**EXERCISE:**
Would you copy each line of the records that includes the word "sock"?

**RECORD EXTRACTS:**
..............................

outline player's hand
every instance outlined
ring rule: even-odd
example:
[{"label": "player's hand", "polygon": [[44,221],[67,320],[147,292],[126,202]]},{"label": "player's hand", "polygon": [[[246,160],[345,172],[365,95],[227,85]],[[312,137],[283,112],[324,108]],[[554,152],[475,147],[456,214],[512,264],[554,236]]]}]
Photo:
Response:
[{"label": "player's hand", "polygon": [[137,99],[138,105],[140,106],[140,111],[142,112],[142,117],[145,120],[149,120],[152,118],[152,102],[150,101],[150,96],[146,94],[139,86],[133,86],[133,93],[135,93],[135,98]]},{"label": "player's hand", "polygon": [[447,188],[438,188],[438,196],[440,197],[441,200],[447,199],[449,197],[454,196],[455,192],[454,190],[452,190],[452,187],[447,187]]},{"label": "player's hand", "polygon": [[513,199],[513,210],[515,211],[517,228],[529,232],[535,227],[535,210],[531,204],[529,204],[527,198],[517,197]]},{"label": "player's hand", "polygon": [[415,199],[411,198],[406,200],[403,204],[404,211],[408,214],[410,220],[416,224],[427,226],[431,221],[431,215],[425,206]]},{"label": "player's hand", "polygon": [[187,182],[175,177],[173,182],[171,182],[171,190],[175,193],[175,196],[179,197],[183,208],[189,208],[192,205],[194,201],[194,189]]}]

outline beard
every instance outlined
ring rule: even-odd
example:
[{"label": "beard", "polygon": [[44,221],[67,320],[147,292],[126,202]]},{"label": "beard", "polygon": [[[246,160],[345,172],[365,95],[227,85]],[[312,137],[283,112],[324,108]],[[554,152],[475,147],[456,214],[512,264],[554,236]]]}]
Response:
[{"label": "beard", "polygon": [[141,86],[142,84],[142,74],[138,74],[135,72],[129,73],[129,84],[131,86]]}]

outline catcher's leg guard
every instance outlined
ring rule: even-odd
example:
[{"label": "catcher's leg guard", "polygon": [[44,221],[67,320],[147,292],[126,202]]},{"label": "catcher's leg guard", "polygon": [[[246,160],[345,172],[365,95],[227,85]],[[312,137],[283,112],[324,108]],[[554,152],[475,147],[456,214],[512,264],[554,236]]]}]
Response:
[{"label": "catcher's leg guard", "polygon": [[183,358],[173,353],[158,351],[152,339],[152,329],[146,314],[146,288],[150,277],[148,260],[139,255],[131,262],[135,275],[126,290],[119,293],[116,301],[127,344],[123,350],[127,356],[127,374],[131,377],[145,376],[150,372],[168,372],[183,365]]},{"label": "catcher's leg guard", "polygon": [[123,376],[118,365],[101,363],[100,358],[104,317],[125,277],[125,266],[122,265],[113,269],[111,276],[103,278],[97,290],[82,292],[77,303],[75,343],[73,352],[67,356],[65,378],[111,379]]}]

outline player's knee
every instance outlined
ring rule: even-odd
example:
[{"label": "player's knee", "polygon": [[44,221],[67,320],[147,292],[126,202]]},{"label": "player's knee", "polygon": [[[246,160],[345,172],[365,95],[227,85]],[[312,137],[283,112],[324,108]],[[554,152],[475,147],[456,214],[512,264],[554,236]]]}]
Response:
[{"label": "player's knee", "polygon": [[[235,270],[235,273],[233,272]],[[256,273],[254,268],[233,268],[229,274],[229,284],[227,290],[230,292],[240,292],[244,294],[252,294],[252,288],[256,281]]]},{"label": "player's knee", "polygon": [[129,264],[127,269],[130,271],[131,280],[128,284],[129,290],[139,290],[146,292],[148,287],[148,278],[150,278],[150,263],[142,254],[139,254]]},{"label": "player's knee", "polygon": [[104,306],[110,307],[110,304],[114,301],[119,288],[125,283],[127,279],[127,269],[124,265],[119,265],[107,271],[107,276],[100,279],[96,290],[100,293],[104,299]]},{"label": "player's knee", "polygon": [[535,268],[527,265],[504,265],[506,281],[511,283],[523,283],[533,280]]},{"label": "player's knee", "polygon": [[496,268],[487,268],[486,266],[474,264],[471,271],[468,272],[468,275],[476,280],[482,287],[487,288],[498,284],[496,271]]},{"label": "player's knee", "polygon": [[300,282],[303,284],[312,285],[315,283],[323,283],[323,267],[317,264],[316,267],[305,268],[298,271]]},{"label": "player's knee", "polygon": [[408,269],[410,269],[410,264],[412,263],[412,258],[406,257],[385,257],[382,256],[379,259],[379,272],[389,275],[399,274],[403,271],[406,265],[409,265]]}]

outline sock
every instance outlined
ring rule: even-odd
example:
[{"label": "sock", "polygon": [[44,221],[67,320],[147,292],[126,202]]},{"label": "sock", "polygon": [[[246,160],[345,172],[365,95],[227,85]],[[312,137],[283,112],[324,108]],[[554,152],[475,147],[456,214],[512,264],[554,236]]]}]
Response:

..............................

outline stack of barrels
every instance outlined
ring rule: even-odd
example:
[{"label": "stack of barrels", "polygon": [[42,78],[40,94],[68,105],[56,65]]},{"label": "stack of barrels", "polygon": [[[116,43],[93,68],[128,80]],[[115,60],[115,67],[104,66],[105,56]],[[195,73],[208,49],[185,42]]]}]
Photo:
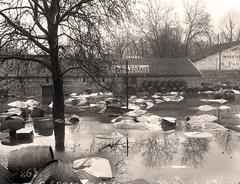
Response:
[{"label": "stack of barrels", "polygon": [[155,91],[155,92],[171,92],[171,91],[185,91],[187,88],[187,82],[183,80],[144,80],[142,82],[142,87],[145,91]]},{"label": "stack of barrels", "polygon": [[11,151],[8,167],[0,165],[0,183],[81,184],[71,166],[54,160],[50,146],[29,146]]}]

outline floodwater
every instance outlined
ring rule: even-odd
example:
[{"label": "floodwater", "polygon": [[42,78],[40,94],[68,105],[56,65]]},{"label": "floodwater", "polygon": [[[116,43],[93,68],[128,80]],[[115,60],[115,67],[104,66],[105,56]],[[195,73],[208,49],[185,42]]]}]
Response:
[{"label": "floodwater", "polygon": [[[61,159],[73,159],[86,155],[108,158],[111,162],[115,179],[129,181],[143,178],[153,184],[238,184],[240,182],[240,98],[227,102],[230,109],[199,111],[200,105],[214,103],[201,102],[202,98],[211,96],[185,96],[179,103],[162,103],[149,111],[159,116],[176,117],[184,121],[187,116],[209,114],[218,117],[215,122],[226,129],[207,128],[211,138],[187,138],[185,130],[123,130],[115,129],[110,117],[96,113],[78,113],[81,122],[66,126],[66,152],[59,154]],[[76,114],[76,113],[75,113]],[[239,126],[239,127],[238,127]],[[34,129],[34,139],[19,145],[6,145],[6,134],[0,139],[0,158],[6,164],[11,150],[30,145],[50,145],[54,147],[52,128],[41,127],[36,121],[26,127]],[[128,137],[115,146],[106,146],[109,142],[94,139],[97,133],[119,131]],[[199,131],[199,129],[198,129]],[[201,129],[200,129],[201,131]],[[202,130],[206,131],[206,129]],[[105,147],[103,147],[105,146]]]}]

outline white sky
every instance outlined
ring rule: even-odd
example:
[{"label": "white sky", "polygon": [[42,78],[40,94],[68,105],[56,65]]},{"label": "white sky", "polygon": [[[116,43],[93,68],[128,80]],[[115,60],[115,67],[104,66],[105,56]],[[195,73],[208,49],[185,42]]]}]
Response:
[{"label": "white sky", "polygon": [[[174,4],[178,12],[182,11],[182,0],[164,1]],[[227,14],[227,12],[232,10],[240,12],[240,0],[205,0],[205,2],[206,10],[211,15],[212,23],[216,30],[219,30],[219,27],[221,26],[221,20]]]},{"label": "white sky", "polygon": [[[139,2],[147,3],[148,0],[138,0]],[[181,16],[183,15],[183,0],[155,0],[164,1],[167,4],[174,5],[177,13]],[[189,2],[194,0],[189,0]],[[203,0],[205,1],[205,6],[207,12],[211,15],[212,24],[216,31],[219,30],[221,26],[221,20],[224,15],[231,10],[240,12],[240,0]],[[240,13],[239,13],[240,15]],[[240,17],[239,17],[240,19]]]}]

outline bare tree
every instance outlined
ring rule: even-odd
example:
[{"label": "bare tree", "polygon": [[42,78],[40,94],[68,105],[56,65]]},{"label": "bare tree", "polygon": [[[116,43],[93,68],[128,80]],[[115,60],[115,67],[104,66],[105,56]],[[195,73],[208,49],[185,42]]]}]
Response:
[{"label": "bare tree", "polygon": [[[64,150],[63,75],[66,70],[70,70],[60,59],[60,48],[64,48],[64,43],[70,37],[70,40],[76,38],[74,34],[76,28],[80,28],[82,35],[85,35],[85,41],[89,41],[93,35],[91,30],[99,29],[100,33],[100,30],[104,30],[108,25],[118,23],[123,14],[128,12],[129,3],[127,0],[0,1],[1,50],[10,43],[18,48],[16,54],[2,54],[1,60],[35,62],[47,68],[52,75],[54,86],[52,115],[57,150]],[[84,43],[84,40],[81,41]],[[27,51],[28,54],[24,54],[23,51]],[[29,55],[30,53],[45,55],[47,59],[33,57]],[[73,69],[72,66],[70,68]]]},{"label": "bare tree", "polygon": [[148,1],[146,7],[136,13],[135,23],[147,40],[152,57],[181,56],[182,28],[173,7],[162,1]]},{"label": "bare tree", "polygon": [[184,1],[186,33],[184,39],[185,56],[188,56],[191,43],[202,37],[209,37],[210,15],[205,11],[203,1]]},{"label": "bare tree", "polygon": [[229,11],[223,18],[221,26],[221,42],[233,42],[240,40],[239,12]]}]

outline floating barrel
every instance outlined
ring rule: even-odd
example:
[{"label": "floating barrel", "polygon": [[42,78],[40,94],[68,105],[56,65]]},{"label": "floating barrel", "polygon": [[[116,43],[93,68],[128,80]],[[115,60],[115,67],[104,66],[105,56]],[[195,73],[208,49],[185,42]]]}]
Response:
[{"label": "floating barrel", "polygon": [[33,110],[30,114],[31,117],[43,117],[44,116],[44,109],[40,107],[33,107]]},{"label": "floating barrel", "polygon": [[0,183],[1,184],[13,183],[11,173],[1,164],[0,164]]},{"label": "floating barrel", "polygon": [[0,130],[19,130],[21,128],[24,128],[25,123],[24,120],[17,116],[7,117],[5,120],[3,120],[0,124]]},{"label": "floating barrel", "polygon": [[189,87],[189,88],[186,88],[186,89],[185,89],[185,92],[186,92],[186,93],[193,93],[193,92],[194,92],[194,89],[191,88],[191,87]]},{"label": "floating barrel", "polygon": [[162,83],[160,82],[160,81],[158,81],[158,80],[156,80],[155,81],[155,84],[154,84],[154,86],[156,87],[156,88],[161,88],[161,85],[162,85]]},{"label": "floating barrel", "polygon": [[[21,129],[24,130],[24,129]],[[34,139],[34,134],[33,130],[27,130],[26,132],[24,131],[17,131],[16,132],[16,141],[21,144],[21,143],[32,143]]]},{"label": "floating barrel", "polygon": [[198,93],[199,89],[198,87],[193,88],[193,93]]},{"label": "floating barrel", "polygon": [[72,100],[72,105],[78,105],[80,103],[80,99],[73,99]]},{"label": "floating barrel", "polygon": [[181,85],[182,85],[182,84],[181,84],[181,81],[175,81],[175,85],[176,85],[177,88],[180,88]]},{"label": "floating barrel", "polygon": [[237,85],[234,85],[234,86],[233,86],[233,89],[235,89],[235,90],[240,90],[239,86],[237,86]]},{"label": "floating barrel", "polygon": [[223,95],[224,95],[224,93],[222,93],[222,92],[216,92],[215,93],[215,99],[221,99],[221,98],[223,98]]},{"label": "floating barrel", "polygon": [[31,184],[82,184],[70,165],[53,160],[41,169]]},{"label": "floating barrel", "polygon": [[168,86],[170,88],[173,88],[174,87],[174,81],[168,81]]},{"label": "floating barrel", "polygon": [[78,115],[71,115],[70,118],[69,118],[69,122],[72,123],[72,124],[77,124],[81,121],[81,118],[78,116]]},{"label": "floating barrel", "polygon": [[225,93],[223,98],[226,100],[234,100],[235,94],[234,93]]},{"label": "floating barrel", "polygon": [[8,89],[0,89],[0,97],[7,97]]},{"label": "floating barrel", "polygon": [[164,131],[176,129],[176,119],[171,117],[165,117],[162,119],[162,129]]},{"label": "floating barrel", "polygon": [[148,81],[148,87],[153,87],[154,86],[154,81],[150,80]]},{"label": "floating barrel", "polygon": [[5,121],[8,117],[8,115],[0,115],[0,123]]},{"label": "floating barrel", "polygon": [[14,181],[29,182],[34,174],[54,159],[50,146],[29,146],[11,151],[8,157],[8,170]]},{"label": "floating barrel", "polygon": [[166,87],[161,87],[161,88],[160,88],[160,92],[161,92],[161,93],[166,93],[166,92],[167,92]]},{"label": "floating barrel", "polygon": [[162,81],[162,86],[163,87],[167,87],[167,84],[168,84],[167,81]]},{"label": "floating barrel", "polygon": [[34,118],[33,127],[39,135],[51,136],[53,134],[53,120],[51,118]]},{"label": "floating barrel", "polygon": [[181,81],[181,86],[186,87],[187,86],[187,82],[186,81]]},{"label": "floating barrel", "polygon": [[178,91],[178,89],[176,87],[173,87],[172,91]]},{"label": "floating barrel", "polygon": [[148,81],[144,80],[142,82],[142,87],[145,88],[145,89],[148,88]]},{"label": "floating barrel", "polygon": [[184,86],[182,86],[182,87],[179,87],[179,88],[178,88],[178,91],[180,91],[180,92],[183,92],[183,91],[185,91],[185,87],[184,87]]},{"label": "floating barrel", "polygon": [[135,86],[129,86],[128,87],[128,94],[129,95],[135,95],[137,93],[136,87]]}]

..............................

**ANSWER TO THIS PROBLEM:**
outline sock
[{"label": "sock", "polygon": [[44,221],[67,320],[147,292],[126,202]]},{"label": "sock", "polygon": [[[246,160],[345,172],[365,95],[227,85]],[[312,137],[283,112],[324,108]],[[554,152],[475,147],[456,214],[512,264],[554,236]]]}]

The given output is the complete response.